Stored data entries
----------------

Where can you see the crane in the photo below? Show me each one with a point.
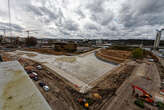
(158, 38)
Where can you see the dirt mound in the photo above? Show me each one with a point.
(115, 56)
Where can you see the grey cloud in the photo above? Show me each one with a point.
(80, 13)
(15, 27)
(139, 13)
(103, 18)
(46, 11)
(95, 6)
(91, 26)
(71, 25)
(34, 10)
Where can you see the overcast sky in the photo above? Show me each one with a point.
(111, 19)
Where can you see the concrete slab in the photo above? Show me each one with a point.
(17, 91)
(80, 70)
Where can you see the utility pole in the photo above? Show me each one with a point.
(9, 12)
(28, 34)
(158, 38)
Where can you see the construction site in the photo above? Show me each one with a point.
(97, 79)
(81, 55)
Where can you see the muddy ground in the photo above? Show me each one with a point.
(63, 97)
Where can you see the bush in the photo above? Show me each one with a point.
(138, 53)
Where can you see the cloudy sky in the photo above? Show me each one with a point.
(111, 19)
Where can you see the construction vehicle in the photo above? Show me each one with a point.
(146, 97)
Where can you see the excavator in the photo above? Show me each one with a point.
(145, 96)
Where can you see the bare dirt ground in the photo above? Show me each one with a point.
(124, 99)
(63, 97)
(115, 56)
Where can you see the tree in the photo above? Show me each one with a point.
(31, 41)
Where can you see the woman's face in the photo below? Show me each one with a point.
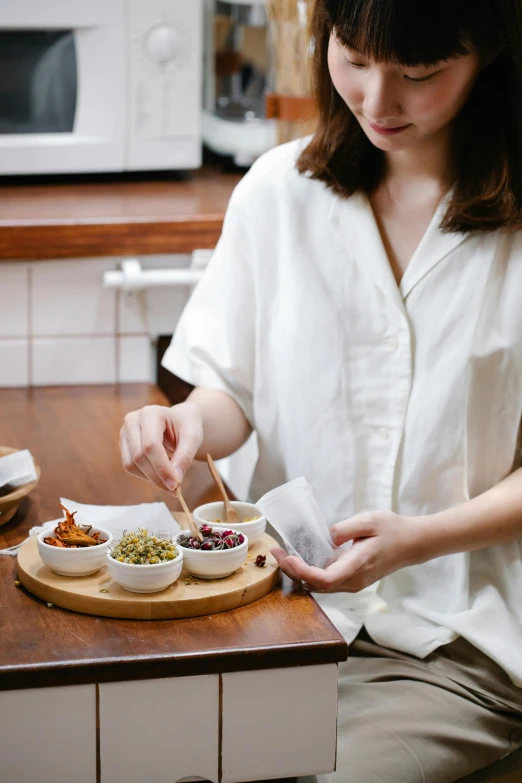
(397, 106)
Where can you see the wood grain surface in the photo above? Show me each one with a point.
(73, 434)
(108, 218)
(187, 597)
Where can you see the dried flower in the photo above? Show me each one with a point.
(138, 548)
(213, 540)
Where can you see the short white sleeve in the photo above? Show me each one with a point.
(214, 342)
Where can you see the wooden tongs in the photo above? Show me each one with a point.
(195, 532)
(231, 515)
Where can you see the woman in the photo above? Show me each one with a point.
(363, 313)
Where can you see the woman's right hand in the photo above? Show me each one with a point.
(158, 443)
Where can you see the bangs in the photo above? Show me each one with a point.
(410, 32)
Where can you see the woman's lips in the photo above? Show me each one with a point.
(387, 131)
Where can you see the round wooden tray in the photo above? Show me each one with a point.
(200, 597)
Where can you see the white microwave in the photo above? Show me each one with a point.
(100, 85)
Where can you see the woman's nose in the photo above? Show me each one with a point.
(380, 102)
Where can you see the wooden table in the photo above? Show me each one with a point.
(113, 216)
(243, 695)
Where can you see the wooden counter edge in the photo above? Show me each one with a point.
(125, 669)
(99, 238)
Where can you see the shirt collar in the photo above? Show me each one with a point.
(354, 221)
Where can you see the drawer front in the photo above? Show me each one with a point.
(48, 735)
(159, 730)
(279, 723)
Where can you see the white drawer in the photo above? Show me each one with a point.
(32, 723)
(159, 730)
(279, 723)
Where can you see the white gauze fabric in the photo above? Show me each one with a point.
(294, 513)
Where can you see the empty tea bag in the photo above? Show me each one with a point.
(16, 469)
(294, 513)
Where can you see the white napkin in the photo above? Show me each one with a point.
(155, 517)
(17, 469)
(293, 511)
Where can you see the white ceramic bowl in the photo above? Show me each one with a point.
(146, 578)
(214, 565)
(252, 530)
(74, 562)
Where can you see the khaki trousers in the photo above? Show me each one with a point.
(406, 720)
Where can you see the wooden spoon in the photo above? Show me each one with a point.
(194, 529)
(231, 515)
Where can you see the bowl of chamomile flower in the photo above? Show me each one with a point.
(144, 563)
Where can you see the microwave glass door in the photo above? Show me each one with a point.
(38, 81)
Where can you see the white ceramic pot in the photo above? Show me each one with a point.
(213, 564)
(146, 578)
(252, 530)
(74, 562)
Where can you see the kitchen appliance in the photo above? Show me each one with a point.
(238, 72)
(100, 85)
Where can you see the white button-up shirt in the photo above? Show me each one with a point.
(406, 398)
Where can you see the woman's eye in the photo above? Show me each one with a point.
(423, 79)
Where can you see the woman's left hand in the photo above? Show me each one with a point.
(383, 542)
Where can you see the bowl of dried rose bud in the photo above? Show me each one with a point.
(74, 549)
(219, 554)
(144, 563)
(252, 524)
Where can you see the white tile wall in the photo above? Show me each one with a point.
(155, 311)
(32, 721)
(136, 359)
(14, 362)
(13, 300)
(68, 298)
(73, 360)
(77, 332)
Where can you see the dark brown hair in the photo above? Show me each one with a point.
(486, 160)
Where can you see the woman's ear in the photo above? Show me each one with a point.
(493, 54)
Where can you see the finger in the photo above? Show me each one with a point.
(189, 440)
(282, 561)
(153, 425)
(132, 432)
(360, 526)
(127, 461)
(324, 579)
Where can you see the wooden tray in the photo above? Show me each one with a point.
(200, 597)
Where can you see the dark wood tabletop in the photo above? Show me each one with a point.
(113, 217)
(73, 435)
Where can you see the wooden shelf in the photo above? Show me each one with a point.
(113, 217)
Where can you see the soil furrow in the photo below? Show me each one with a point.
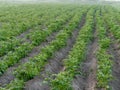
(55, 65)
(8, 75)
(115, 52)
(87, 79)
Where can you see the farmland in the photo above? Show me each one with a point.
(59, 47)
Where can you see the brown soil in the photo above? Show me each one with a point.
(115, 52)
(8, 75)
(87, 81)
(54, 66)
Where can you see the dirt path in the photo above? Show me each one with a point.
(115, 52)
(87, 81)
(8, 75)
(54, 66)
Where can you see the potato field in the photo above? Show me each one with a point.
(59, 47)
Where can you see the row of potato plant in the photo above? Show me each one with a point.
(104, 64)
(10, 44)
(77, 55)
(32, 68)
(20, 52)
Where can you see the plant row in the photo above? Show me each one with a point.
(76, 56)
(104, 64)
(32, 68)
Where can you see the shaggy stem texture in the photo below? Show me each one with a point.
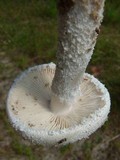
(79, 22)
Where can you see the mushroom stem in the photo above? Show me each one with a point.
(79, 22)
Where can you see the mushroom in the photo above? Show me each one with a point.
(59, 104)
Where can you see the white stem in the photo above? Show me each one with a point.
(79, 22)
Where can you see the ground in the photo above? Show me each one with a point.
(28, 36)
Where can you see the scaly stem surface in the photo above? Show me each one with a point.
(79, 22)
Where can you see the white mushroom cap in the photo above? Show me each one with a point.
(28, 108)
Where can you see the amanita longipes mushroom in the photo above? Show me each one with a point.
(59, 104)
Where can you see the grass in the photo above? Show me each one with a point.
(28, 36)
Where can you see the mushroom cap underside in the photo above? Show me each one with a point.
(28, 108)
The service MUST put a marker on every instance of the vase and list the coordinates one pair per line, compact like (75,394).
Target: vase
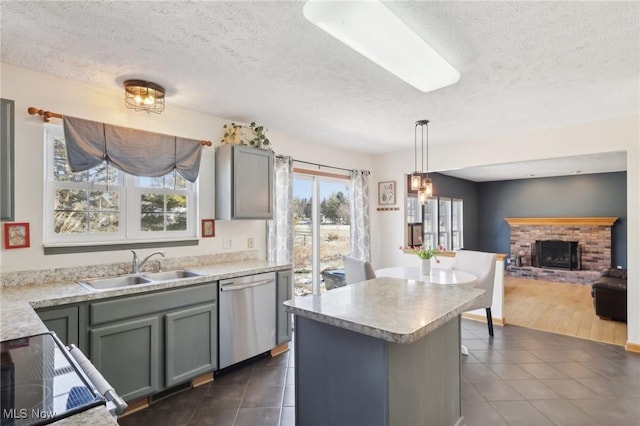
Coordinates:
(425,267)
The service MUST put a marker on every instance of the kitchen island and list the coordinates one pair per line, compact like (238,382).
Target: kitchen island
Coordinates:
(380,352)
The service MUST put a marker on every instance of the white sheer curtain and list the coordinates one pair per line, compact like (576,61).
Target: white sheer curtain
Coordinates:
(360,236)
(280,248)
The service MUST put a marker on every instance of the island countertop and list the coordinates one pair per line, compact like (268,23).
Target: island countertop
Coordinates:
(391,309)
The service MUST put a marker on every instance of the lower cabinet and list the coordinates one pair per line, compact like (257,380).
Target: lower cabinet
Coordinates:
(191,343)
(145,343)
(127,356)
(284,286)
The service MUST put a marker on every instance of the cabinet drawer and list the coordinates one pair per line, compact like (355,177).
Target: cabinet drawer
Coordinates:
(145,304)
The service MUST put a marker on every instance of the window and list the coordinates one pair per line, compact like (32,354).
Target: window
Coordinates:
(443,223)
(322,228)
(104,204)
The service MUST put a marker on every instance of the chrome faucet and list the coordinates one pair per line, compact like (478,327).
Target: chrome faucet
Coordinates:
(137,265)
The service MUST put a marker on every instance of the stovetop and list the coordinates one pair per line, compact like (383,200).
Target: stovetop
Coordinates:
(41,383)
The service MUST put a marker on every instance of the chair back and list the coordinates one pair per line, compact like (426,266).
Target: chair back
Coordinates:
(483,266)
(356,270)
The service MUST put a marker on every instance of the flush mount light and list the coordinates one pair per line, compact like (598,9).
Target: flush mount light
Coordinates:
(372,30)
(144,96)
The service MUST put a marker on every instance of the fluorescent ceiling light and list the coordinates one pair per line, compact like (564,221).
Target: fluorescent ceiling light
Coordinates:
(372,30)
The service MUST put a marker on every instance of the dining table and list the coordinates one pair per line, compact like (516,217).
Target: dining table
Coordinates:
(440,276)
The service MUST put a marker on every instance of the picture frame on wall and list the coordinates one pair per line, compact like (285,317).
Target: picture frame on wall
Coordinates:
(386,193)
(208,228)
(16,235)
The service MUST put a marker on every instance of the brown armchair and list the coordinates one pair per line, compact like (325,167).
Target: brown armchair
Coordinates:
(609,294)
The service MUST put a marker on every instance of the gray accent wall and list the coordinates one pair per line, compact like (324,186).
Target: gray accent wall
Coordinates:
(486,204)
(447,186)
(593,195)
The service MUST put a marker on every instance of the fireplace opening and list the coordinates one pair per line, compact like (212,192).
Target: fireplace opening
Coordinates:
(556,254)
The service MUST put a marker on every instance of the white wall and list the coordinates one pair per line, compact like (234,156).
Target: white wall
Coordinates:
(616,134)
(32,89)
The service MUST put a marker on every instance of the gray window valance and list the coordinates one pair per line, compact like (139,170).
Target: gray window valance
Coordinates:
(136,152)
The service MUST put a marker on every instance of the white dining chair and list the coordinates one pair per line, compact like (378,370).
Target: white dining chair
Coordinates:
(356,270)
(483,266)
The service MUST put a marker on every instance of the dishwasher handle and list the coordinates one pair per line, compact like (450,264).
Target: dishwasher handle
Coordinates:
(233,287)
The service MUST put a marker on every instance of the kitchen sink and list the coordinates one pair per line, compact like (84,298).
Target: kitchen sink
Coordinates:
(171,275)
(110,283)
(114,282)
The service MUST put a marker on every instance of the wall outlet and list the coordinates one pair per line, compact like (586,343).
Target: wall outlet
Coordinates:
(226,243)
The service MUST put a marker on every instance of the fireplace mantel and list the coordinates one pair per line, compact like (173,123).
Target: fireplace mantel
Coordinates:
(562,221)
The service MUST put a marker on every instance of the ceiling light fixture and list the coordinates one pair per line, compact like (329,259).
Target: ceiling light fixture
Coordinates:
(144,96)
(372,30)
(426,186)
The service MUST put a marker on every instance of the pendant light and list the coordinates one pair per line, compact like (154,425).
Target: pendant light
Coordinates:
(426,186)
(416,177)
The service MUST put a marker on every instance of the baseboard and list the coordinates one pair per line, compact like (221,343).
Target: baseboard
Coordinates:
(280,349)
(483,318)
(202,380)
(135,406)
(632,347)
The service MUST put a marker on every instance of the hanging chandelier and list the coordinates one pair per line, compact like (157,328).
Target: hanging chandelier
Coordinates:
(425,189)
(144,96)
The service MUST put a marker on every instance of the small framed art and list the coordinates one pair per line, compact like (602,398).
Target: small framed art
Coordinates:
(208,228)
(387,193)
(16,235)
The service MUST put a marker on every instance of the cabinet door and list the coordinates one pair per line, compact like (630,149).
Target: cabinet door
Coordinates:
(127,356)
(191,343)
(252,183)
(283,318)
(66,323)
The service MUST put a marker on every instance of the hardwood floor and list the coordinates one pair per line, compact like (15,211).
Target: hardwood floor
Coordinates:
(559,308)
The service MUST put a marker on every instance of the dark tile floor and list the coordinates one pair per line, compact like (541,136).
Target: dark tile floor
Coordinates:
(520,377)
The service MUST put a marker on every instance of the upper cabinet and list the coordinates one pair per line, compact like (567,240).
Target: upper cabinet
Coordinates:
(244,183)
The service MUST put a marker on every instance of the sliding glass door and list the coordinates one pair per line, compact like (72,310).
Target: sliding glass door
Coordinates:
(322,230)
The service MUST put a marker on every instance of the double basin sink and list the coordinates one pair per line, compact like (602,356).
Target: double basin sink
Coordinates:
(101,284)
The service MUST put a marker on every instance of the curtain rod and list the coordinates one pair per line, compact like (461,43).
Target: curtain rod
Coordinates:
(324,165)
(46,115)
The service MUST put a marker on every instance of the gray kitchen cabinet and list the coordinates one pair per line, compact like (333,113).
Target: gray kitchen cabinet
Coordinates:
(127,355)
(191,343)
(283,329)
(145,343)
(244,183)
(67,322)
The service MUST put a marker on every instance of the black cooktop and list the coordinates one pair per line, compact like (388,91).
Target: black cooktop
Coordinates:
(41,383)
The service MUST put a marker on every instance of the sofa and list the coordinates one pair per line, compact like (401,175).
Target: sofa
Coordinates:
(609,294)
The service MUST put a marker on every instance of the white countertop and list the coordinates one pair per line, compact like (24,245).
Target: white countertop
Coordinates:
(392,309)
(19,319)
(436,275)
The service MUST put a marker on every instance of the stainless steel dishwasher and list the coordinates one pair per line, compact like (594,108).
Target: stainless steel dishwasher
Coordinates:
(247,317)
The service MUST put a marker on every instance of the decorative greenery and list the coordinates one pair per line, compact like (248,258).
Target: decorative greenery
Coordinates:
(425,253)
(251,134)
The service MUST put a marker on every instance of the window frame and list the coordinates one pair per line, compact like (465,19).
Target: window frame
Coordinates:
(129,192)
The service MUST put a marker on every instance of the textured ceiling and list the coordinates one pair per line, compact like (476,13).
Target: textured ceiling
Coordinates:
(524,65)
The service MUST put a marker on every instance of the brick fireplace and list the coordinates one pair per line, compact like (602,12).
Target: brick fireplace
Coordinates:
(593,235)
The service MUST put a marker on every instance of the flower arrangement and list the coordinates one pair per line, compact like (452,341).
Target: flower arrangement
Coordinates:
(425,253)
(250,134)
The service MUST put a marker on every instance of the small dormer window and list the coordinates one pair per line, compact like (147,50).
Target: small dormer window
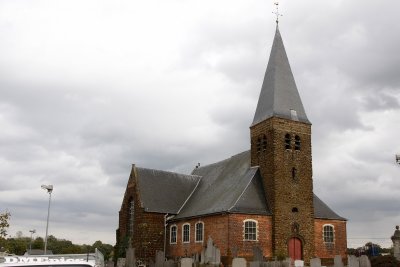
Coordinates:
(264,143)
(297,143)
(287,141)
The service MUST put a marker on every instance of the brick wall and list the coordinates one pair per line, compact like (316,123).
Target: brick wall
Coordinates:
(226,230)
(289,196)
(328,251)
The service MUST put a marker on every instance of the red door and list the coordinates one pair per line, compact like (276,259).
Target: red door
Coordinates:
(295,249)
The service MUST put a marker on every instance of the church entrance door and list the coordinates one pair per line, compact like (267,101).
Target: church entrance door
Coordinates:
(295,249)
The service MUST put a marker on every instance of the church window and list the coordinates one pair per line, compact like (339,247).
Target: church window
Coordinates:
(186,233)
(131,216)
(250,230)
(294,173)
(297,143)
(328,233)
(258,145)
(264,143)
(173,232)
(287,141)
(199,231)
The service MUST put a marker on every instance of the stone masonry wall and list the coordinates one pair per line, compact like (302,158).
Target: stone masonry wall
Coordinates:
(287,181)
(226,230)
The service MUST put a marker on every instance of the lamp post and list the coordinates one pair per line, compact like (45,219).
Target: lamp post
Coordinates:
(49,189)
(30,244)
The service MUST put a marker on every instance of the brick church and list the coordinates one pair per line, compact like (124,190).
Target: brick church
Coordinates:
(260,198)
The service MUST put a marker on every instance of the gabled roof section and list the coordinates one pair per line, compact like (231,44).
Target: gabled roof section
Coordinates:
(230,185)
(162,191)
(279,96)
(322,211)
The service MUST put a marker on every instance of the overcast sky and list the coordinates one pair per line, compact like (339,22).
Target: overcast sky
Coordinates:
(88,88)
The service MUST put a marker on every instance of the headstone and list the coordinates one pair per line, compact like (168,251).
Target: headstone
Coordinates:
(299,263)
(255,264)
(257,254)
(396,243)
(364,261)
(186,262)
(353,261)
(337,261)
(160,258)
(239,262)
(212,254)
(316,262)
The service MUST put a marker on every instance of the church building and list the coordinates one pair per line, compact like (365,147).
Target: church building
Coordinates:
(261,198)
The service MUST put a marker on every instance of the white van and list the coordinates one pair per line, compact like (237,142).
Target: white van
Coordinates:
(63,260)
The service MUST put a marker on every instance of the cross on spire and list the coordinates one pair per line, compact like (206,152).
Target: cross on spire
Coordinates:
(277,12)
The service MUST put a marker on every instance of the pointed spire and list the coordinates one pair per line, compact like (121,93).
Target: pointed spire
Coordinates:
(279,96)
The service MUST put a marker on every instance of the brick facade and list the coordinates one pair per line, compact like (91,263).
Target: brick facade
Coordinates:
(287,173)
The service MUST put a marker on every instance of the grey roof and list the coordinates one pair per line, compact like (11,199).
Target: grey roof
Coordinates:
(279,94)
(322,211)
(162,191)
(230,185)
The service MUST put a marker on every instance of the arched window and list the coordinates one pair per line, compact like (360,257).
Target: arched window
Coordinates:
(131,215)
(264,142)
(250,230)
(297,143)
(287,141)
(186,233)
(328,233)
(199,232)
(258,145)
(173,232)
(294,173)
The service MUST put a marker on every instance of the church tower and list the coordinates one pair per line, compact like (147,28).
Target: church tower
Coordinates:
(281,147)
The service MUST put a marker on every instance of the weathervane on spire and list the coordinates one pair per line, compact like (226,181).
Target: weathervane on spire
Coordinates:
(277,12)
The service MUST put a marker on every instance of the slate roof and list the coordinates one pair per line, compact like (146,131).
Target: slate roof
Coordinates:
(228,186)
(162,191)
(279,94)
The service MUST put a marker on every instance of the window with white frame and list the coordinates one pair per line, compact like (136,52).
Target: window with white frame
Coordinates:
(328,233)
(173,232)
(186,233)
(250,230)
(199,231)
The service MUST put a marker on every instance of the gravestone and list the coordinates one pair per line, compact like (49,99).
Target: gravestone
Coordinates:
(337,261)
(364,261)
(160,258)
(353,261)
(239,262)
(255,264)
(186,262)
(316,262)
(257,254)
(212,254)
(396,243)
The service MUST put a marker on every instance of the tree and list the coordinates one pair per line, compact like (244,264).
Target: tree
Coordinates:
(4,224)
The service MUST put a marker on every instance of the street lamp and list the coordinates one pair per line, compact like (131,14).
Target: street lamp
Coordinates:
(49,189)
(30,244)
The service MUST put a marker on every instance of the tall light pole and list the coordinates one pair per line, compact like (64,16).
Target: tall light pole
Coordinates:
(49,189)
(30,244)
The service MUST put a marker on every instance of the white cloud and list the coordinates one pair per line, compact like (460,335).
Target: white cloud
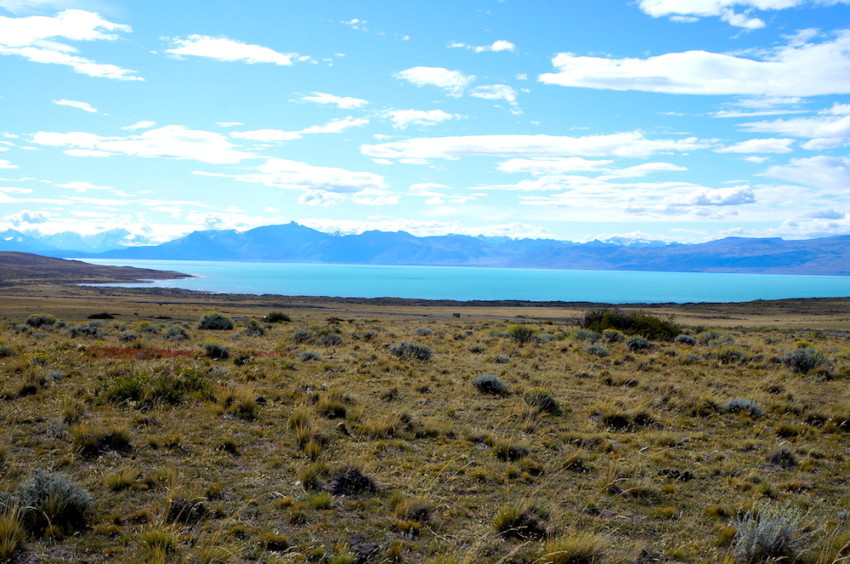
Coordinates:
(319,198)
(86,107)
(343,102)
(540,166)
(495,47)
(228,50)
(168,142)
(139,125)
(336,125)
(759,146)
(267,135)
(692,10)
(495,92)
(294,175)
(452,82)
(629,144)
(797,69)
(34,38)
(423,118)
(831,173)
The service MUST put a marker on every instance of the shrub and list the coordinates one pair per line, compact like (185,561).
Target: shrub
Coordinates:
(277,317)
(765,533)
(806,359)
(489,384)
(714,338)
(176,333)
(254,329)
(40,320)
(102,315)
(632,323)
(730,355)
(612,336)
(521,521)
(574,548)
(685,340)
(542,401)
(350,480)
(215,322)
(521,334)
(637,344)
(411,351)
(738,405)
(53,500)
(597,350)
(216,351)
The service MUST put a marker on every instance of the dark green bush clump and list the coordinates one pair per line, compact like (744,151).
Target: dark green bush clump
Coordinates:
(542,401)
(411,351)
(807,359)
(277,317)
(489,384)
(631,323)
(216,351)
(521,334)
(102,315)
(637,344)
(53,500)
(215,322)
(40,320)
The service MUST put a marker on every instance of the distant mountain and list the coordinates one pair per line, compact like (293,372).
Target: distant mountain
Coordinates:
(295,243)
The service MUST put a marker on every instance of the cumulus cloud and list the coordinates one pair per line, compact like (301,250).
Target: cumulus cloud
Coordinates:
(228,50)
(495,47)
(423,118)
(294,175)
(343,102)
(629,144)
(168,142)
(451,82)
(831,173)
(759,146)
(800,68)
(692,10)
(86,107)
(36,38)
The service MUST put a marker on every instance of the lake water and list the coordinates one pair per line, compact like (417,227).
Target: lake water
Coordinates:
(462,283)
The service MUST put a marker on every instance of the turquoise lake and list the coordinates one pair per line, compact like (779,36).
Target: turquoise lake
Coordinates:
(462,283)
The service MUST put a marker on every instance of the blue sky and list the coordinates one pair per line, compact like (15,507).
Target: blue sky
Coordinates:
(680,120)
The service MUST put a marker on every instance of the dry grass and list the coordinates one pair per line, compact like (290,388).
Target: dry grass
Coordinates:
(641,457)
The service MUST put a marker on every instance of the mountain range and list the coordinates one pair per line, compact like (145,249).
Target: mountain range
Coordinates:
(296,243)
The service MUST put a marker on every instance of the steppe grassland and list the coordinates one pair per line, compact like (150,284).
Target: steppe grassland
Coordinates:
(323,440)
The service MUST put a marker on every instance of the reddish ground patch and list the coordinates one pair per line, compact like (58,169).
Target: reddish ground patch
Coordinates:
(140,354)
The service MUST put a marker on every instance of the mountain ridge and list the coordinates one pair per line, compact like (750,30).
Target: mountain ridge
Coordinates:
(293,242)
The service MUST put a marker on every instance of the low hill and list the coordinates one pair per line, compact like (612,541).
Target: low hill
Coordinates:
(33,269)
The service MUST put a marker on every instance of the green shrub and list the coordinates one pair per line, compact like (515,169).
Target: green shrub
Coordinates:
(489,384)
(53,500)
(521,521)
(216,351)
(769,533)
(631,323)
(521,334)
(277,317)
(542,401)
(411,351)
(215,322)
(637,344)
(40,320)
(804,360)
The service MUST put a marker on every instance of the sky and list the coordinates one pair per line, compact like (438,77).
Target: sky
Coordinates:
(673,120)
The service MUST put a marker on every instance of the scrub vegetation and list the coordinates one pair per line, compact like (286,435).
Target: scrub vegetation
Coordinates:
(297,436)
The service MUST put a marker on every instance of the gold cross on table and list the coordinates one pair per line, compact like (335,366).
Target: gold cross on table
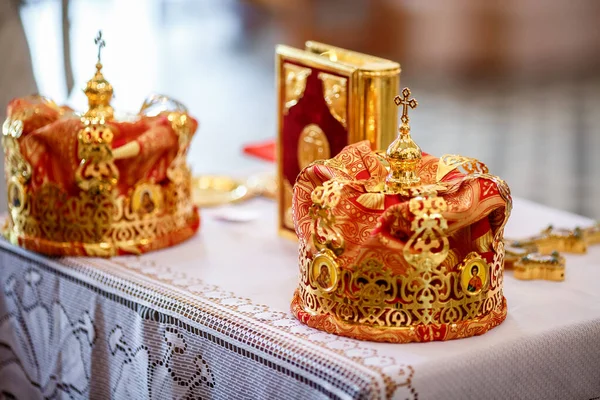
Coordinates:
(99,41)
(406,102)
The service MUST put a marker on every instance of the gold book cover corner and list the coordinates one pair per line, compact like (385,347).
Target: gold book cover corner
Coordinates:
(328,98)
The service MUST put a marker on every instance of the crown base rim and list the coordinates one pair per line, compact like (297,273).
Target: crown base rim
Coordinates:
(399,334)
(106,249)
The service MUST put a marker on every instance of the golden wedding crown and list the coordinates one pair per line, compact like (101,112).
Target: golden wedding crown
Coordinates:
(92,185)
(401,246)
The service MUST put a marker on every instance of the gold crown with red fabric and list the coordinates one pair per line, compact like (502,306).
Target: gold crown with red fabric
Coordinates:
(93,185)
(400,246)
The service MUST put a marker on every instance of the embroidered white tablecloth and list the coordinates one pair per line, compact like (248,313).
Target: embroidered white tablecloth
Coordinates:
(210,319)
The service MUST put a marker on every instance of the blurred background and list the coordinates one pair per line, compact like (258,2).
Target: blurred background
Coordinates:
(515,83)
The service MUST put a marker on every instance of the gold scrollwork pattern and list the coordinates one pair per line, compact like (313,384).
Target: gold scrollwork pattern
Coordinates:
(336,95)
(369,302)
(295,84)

----------------

• _How to complete this task_
Show each line of the records above containing "fixture".

• _Result_
The service MUST put a marker on every instance of the ceiling light fixture and list the coordinates one pair per line, compact like (329,259).
Target: ceiling light fixture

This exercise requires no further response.